> Problem 1
Write out, word for word, the part of the review of Anderson's book on the body that opens with the words containing "Though Anderson himself" and closes with "incarnational theological bent.".
> Problem 2
Continue the review of Anderson's book on the body from where it stops.

> Extracted text
++++++

Anderson explores how being physical creatures in a physical world affects everything from our use of technology to our sexuality and our worship. He addresses topics such as tattoos, mortality, and cremation, and he discusses spiritual practices like solitude, silence, and gratitude. He maintains that we are not transformed through techniques, but that God’s power “sanctifies the body through reforming its habits and dispositions.”

Though Anderson himself does not claim to be a sacramentalist, he points to the movement of many young evangelicals into the liturgical traditions of Eastern Orthodoxy and Catholicism as evidence of the need for a more sacramental theology. His emphasis on the value of the body’s “presence” and his disapproval of videotaped sermons in church reveal an incarnational theological bent.

Quoting the Heidelberg Catechism, Anderson reminds the reader that consolation in Christ has always included the body, not just the soul. The human body has worth not only because God created it, but also because God became human in Jesus Christ. The catechism’s first question and answer read: “What is thy only comfort in life and death? Answer: That I with body and soul, both in life and death, am not my own, but belong unto my faithful Saviour, Jesus Christ….” Reading these words, I’m reminded of Julian of Norwich’s firm belief in God’s careful tending of created matter: “God made it, God loves it, God keeps it…”

Though Anderson’s respect for the human body is evident, I could not help but note that the perspective of half the embodied human species had been neglected on the book’s promotion pages. Not one of the seven commendations is written by a woman. I did find a review online, however, by a woman as baffled as I by the book’s almost complete silence on the issue of gender. She was puzzled that the author could, on one hand, acknowledge the significance of his life experience and cultural context in understanding theology, while on the other hand, ignore how influential an evangelical woman’s experience in the church might be to her understanding of the body!

++++++

> Records supplied
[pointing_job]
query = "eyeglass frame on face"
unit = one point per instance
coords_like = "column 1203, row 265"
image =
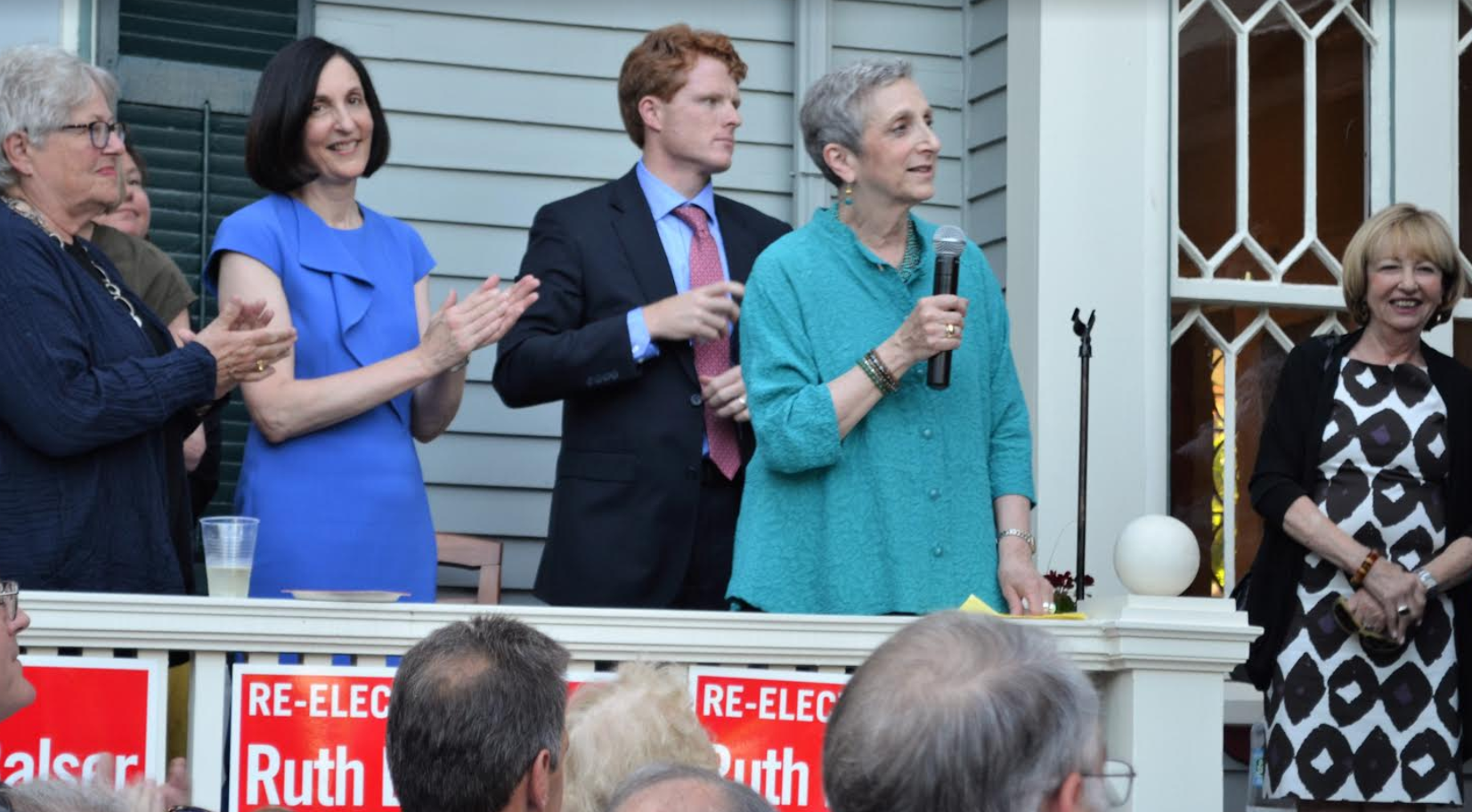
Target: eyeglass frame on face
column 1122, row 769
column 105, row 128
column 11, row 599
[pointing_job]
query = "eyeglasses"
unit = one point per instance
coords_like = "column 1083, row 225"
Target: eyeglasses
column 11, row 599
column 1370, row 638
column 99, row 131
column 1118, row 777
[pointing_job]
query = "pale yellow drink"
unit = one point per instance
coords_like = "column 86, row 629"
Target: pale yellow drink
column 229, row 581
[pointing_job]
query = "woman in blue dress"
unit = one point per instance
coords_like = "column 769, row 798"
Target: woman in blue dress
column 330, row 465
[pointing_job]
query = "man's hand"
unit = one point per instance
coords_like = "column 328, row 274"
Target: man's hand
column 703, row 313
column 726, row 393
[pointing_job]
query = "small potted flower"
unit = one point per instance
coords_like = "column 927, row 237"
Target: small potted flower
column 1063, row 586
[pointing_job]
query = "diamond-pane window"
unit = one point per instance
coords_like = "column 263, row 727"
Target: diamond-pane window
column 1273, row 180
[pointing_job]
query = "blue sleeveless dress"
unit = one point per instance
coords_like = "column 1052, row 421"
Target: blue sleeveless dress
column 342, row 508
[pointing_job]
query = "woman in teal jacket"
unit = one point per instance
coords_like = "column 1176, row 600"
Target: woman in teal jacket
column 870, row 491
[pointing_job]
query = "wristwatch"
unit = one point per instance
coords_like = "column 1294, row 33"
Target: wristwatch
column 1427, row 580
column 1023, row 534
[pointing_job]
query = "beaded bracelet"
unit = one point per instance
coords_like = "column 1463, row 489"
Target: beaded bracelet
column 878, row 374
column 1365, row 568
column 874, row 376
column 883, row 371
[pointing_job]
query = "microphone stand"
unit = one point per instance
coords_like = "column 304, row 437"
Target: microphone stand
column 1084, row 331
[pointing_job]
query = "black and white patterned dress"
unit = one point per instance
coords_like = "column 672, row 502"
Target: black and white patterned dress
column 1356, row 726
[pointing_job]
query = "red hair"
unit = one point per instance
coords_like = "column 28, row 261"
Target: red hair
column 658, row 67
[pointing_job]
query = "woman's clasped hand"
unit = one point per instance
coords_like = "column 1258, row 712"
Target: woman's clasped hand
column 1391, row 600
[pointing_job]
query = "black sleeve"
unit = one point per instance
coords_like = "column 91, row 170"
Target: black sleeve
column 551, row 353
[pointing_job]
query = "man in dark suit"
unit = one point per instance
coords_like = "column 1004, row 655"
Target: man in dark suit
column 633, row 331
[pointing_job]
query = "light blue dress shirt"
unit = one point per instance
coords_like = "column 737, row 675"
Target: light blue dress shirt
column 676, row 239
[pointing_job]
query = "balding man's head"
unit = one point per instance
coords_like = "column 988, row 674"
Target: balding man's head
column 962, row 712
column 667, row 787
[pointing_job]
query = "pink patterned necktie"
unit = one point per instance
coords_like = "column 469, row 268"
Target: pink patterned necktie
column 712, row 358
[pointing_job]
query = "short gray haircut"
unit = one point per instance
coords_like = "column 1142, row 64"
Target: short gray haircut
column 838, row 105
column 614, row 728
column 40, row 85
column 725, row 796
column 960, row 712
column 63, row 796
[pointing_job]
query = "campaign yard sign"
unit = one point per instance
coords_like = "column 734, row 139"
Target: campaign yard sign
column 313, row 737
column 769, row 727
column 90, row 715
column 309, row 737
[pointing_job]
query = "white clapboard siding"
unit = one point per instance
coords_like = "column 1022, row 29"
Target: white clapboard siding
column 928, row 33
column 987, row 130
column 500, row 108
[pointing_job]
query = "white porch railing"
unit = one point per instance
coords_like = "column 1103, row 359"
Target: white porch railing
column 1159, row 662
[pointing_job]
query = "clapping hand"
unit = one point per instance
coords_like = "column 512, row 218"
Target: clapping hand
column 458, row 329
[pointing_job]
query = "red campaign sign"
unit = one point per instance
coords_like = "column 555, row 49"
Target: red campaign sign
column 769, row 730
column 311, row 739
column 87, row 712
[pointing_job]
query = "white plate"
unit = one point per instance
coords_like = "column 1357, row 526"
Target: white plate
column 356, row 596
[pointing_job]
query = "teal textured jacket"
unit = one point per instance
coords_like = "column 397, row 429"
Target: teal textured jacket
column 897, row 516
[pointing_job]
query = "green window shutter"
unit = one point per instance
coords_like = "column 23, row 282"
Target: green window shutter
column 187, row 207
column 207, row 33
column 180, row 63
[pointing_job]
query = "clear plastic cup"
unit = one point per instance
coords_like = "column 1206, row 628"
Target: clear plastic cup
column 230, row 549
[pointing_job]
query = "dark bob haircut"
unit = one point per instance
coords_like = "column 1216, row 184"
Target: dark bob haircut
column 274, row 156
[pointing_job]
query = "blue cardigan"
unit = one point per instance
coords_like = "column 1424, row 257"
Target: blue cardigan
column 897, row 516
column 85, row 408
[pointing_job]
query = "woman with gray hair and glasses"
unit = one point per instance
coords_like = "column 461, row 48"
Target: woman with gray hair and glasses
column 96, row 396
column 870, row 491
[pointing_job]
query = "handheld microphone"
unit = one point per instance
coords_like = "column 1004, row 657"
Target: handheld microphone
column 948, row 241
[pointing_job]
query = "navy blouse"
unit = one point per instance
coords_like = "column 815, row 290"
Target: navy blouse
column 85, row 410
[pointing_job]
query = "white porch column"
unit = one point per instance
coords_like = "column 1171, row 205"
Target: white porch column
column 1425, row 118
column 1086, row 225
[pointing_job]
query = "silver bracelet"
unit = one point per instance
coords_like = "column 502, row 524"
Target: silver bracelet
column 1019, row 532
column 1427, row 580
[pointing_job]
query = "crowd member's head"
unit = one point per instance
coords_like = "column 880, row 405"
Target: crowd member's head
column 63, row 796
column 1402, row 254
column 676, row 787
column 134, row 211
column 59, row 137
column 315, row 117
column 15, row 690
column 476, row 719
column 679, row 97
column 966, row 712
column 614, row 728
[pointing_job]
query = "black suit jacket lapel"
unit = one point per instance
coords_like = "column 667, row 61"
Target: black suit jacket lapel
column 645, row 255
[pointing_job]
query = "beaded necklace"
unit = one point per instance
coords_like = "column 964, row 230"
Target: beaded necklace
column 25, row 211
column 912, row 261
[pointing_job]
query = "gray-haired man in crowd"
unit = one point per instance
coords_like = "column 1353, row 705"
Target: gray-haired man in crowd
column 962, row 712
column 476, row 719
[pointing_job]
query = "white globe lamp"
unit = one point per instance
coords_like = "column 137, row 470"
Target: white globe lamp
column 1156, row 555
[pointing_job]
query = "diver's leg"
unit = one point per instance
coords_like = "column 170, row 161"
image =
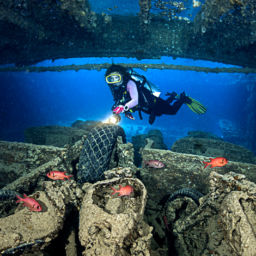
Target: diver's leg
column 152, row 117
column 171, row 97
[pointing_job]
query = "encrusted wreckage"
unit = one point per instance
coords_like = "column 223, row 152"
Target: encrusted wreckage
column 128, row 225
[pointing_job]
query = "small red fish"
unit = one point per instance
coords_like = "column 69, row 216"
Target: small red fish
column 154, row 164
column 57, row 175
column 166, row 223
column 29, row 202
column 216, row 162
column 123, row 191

++++++

> Reply 1
Though Anderson himself does not claim to be a sacramentalist, he points to the movement of many young evangelicals into the liturgical traditions of Eastern Orthodoxy and Catholicism as evidence of the need for a more sacramental theology. His emphasis on the value of the body’s “presence” and his disapproval of videotaped sermons in church reveal an incarnational theological bent.

> Reply 2
Although Anderson is keen on bodily exercise, his treatment of exercise as a spiritual discipline does not adequately address the body’s role in integrating heart and mind. As a retired massage therapist, I understand how relaxed stretching exercises can facilitate a physical release of muscle tension that helps to slow down the heart rate, enhance blood flow, and bring the muscles to what is called, “resting length.” This physiological change can also facilitate a relaxed state of mind, which can contribute to becoming receptive to God’s loving presence.

Despite his regard for Chesterton and C.S. Lewis’s Trinitarian theology, Anderson seems to lack an appreciation for the role of the imagination. For example, while he enjoys the feeling of the wind blowing through his hair as he walks, he is quick to say that this does not mean he is experiencing the Holy Spirit. My contention is, if, while enjoying the breeze in his hair, he were to imagine the Holy Spirit whispering to him, or if he were to recall the Holy Spirit coming as wind at Pentecost, he might be more open, more receptive, to the presence of the Spirit at any time. To quote James K.A. Smith (Desiring the Kingdom), an author to whom Anderson refers more than once: “it is our imaginations, not our intellects, that carry our worldview.”

Anderson might have done well to begin the book where he ended it. In the final chapter and two-page epilogue, Anderson sums up the import of the book in a less heady, more integrated tone. Turning to the body as the place where we respond to the presence of God, he makes this reassuring statement: “the body is not a task to be completed, but a gift that we receive from God himself.” Although I would have liked to see a more explicit endorsement of the body’s value apart from the capacity (for most) to measure up to idealized standards of beauty, weight, and health, his perspective of the body as gift is heartening. Anderson’s intent, after all, is to open up conversation on the topic of body theology, not conclude it.

Daphne Esau Kamphuis is a member of Highland Community Church (MB), Abbotsford, B.C. A retired RMT and a recent Regent College grad, she has co-facilitated women’s retreats entitled Befriending our Bodies ~ Befriending God.